- [Source document]
·····
Millet flour will add lightness and airiness to your baked goods.  It is therefore a great addition to many recipes, as it helps to give them a lift.  It also helps to give a bit of form to the final product, because of the high protein content.  Millet flour produces a medium sized crumb, so it helps to give a bit of texture to the final product. Nevertheless, if too much millet flour is used in the recipe, the final product will have an overly crumbly texture. 

It is adviseable to use millet flour as you would quinoa: it is a great flour to add when you need to add some moisture or structure to your flour mixture, but is not always an appropriate choice as a main ingredient.  If you do choose to use it as your main flour in a recipe, adding a nut or seed butter to the mix will help to cut back on the crumbly texture that millet flour can produce.

Generally speaking, millet flour works best when it comprises approximately 25% of the total amount of flour added to the recipe.
·····
- [Supplied entries]
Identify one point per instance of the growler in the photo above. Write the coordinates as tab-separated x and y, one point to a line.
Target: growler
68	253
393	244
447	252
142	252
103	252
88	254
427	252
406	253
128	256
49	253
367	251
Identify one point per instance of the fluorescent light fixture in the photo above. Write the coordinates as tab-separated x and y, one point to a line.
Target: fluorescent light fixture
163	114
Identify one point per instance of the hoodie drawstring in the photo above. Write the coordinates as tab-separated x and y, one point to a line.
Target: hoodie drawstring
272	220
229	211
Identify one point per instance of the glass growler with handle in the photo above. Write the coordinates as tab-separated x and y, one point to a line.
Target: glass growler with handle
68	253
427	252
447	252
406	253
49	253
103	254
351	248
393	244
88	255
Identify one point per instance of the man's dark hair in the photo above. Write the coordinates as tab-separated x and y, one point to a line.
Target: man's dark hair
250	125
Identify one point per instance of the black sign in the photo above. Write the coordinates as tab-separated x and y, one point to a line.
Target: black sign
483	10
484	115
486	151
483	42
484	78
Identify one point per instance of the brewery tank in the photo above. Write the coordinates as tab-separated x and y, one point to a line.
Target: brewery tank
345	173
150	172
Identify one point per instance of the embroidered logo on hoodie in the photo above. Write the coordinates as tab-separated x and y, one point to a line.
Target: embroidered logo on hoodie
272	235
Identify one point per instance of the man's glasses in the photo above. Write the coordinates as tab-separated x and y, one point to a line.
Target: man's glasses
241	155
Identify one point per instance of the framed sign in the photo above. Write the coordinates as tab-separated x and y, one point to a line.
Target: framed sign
·····
- [Brief 1]
According to the millet flour passage, what share of the total flour in a recipe should millet flour make up for the best results?
- [Brief 2]
Using the millet flour passage, explain why millet flour helps give form to the final product.
- [Brief 3]
Supply the next part of the millet flour passage, starting after its final sentence.
The items have no connection to the millet flour passage.

- [Answer area 1]
About 25% of the total flour.

- [Answer area 2]
Millet flour has a high protein content. The passage says this protein is what lets it give a bit of form to baked goods.

- [Answer area 3]
But don’t let that discourage you from experimenting – the above is not a hard and fast rule!  I say this mostly because all of the information that you can find on flour seems to say that gluten-free flours must be used with caution.  This is true, but the thing to do is to work with the properties of the flour, rather than try to mask them.  It is not impossible to have millet flour as the main ingredient in a recipe, but it must be tempered by the other ingredients.

If you are using a flour with a distinctive taste, than use it in a recipe where there are other strong flavours present that will complement the taste.  For example, if you are making a banana loaf, than the addition of some millet flour is not going to overpower the entire loaf.